> _EXCERPT TO READ_:
In my last post, Two Dangers: Danger One I stated: In the early years of my faith I was warned to avoid two dangers to my spiritual life and ministry. Those two dangers were being fleshly and being worldly. I could not agree more and I completely disagree. Let me explain.
In that post I discussed how inadequate the traditional definition of “being fleshly” was. In this post I’d like to discuss the idea of being “worldly” that many of us have. I was raised that this was “being worldly”: having long hair, wearing the current youthful fashion (a suit and tie was OK), using the current slang and other such “worldly” behavior.
I think that misses the point entirely. I don’t think our hair style, our clothing and speech habits (as long as they are gracious and modest) have anything to do with worldliness. But there is such a thing as worldliness and it is very dangerous to our spiritual lives. Actually there are four very pointed passages about worldliness in Galatians and Colossians.
So also, when we were children, we were in slavery under the basic principles of the world. (Gal. 4:3)
Formerly, when you did not know God, you were slaves to those who by nature are not gods. But now that you know God—or rather are known by God—how is it that you are turning back to those weak and miserable principles? Do you wish to be enslaved by them all over again? You are observing special days and months and seasons and years! (Gal. 4:8-10)
See to it that no one takes you captive through hollow and deceptive philosophy, which depends on human tradition and the basic principles of this world rather than on Christ. (Col. 2:8)
Since you died with Christ to the basic principles of this world, why, as though you still belonged to it, do you submit to its rules: “Do not handle! Do not taste! Do not touch!”? (Col. 2:20-21)
In the context Paul is saying that going back to the structure and logic of Jewish religion was worldly and looking at reality through Greek philosophy was worldly. See the context here Gal. 4 and Col. 2. The Galatians were trying to become more godly through following Jewish religious rules. The Colossians were succumbing to some Greek philosophical thinking, probably a form of early Gnosticism.
So what do Greek philosophy and Hebrew religion have to do with each other? Why are these both examples of the hollow and deceptive, weak and miserable principles of the world which lead us to slavery? They are both attempts of humans to accomplish their goals by human effort. Greek philosophy whether Platonic, Aristotelian, Stoic or Epicurean was based on one simple idea: We can make our life better by figuring things out by our own human wisdom and effort, our own “philosophy.” Philosophy, after all, means love of wisdom.
But why did Paul single out Hebrew religion. Wasn’t Hebrew religion instituted by God? Wouldn’t it therefore be good? Not exactly. Hebrew religion was based on a covenant God made with Israel. That covenant was the Law. In essence it was humans trying to live for God by keeping the rules in their own effort. According to the writer of Hebrews there was something wrong with this covenant which required God to give a new one. And the new covenant was superior and made the old one obsolete (Heb. 8:6-13). The old covenant of the Law was based on men striving to please God with their own human effort. The new covenant was based on living in the power of the Spirit under the direction of the Spirit.

> _DATA BELOW_:
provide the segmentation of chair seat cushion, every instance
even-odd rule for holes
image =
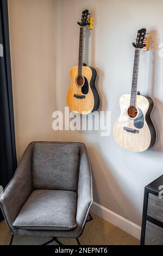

> _TO DO_:
Answer these questions about the post on worldliness:
(a) What behaviors was the writer raised to regard as "being worldly"?
(b) What form of thinking were the Colossians probably giving in to?
(c) What does the word philosophy mean?

> _SOLUTION FOR THIS TASK_:
(a) Having long hair, wearing the current youthful fashion, and using the current slang.
(b) A form of early Gnosticism.
(c) Love of wisdom.